**** EXTRACTED MATERIAL ****

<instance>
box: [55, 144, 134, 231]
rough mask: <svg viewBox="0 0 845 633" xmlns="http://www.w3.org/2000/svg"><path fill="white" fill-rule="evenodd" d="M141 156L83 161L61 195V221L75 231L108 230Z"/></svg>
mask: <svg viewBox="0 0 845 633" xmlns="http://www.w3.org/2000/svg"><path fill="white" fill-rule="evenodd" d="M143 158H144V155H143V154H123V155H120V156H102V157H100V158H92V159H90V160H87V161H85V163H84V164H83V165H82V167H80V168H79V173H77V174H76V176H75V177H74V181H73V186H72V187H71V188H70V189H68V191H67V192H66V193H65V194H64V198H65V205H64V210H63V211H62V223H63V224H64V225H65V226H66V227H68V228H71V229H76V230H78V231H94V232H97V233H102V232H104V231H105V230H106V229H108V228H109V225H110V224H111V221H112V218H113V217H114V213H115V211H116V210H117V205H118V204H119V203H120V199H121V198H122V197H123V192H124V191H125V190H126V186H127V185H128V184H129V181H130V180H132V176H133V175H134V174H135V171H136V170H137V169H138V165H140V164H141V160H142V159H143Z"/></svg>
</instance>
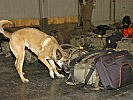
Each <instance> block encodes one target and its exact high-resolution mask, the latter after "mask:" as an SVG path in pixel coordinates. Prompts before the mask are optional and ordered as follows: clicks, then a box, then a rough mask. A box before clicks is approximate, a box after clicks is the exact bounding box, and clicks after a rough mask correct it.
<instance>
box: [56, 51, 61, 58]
mask: <svg viewBox="0 0 133 100" xmlns="http://www.w3.org/2000/svg"><path fill="white" fill-rule="evenodd" d="M56 58H57V60H60V59H61V58H62V54H61V52H60V51H59V50H58V49H57V50H56Z"/></svg>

****

AIM OF THE TASK
Only lines with the word "instance" count here; copy every one from the records.

EXPECTED OUTPUT
<instance>
</instance>
Each <instance> block encodes one target and its exact high-resolution mask, the latter after "mask:" as an SVG path in pixel coordinates. Prompts before the mask are optional and ordered as follows: clicks, then a box, then a rough mask. A box before clicks is approximate, a box after clicks is the exact bounding box, and clicks after a rough mask correct it.
<instance>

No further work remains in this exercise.